(Goal):
Count the lines in the rows below that contain the string "blonde", treating uppercase and lowercase as different, and give only the number.
______
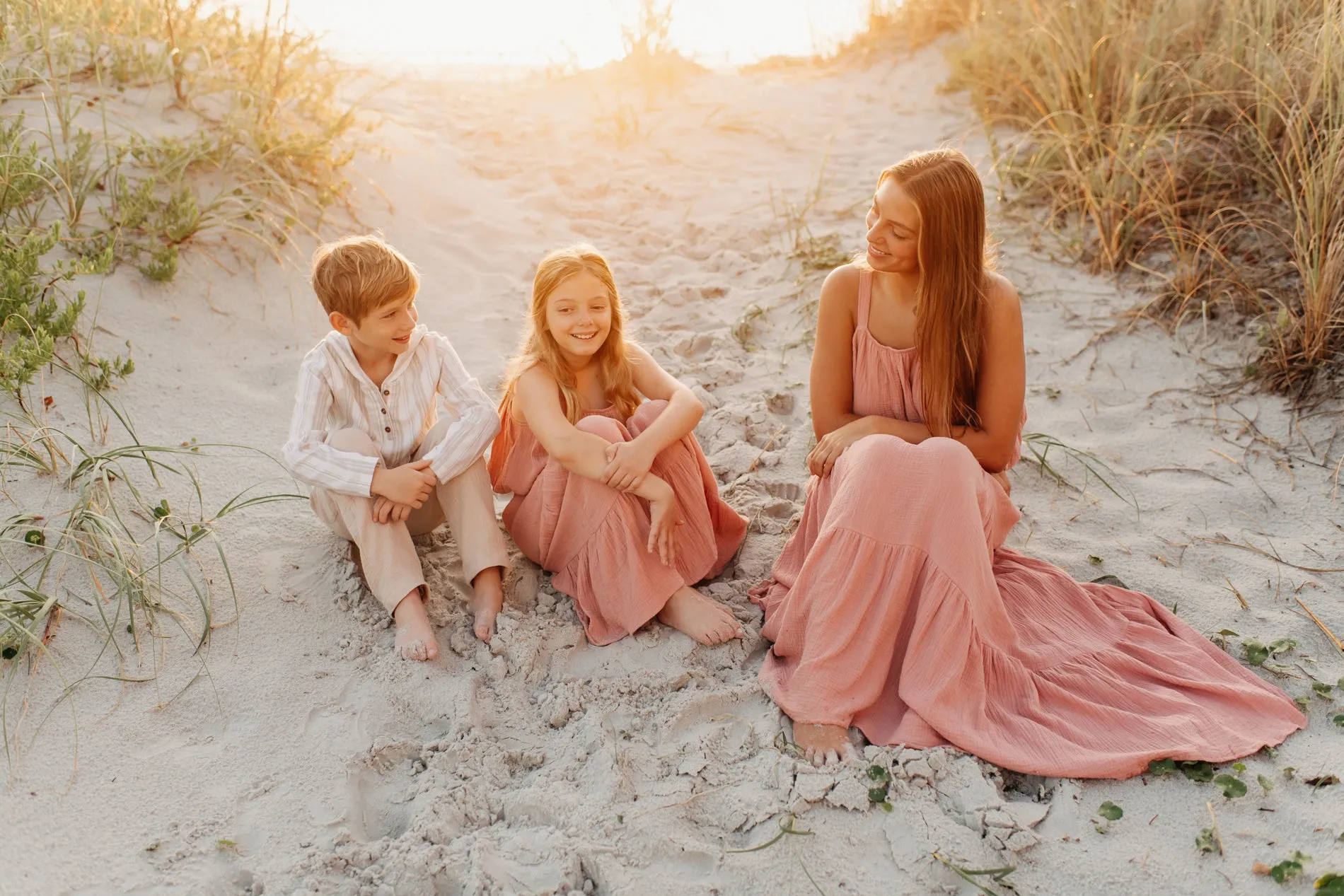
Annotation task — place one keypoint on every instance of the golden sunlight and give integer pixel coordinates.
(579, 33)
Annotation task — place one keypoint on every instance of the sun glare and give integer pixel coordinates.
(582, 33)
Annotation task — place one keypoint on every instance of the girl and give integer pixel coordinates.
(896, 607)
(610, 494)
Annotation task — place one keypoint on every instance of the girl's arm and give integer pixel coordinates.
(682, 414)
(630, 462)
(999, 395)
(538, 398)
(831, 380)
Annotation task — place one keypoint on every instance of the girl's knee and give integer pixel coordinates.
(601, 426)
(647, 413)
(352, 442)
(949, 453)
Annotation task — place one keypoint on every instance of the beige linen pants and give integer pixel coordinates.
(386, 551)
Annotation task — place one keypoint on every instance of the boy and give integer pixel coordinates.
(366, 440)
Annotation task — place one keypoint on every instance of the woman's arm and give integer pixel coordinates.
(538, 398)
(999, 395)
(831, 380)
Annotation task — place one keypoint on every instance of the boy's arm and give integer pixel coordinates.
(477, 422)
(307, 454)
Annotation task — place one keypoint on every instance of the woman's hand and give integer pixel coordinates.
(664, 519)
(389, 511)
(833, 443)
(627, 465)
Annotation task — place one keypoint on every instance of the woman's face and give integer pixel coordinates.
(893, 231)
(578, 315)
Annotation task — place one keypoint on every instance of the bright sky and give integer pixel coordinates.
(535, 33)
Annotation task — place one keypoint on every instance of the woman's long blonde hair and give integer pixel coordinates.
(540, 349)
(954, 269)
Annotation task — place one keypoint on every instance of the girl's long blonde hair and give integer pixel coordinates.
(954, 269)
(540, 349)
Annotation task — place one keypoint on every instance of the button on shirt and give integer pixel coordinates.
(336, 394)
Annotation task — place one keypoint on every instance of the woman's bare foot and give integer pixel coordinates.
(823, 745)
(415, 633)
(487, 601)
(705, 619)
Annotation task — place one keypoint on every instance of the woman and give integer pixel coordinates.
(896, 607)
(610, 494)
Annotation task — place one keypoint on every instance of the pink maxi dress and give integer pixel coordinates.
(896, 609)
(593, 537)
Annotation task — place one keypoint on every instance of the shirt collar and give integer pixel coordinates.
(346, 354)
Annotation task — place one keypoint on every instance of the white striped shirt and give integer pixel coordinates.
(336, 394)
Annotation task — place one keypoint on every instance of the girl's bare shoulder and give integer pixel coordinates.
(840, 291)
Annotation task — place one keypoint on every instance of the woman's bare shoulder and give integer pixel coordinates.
______
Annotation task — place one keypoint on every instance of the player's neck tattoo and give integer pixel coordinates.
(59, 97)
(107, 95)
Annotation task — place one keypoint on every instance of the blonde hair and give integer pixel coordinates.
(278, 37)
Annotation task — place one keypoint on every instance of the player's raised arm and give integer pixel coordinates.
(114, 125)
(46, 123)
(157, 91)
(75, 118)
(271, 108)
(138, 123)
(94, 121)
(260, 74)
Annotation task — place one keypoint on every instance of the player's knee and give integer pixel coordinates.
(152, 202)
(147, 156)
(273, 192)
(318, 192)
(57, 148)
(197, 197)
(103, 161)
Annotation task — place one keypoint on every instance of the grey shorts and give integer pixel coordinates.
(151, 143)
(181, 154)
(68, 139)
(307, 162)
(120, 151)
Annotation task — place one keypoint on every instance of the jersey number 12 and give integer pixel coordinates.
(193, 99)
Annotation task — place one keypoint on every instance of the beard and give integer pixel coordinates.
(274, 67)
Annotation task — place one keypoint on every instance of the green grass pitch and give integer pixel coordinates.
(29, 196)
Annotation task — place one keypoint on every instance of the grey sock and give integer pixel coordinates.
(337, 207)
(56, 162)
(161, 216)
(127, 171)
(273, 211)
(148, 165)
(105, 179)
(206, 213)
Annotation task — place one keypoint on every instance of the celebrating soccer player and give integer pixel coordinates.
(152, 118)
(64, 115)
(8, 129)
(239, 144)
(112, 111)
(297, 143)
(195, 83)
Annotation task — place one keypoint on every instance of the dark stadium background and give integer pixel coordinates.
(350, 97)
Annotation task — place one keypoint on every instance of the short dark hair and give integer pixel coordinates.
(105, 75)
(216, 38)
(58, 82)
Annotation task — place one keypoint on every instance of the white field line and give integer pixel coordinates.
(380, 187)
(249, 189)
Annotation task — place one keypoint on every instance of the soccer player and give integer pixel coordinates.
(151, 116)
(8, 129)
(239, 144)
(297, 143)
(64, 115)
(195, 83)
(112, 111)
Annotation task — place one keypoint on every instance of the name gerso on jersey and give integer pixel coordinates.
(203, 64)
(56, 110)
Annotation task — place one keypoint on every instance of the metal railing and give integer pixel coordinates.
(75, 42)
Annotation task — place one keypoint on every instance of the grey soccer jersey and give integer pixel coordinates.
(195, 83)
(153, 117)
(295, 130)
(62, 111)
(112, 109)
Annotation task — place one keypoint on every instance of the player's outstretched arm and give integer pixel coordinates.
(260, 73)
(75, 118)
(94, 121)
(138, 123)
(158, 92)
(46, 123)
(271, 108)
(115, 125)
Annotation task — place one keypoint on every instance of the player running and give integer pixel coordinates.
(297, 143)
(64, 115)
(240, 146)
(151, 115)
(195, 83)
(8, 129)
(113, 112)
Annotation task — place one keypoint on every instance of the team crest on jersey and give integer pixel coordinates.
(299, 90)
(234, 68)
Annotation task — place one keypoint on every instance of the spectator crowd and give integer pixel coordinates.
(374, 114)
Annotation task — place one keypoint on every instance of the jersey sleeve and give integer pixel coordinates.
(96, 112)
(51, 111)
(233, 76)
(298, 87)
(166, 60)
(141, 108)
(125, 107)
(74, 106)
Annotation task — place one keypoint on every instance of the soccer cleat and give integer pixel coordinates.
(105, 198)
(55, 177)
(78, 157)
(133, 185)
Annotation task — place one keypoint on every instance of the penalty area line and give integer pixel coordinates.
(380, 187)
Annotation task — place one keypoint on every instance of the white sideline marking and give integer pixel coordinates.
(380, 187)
______
(Solution to this problem):
3